Turning the Corner in Hepatitis C Treatment (cont.)
Even when hepatitis C treatment works, it can be difficult. Therapy lasts from 24 to 48 weeks. It requires weekly injections and regular check-ups. While pegylated interferon causes less severe side effects than older drugs, it can cause flu-like symptoms, fatigue, depression, muscle aches, and hair loss. More severe side effects are rare. Ribavirin can also cause potentially serious anemia.
"A lot of people come in expecting the treatment to be awful," says David Thomas, MD, professor of medicine at Johns Hopkins School of Medicine. "But it's often not so bad."
Also, while the length of treatment -- up to a year -- might seem daunting, Thomas encourages his patients to look at it in smaller steps.
"Within a couple of months of starting treatment, we can usually tell if it's working," Thomas says. He explains that if tests show that treatment isn't working after a few months, it's very unlikely that a full year's worth will do any good. As a result, your doctor may suggest stopping treatment.

Collected data:
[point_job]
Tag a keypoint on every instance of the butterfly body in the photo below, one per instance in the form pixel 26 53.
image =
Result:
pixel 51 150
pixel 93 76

● THINGS TO DO
A - Copy the hepatitis C treatment text starting at "Also, while the" and ending at "suggest stopping treatment.", switching "treatment" to "therapy" each time it occurs.
B - List the side effects that the hepatitis C treatment text says pegylated interferon can cause.
Rely only on the hepatitis C treatment text.

● PROBLEM SOLUTIONS
A -
Also, while the length of therapy -- up to a year -- might seem daunting, Thomas encourages his patients to look at it in smaller steps.
"Within a couple of months of starting therapy, we can usually tell if it's working," Thomas says. He explains that if tests show that therapy isn't working after a few months, it's very unlikely that a full year's worth will do any good. As a result, your doctor may suggest stopping therapy.

B - flu-like symptoms, fatigue, depression, muscle aches, hair loss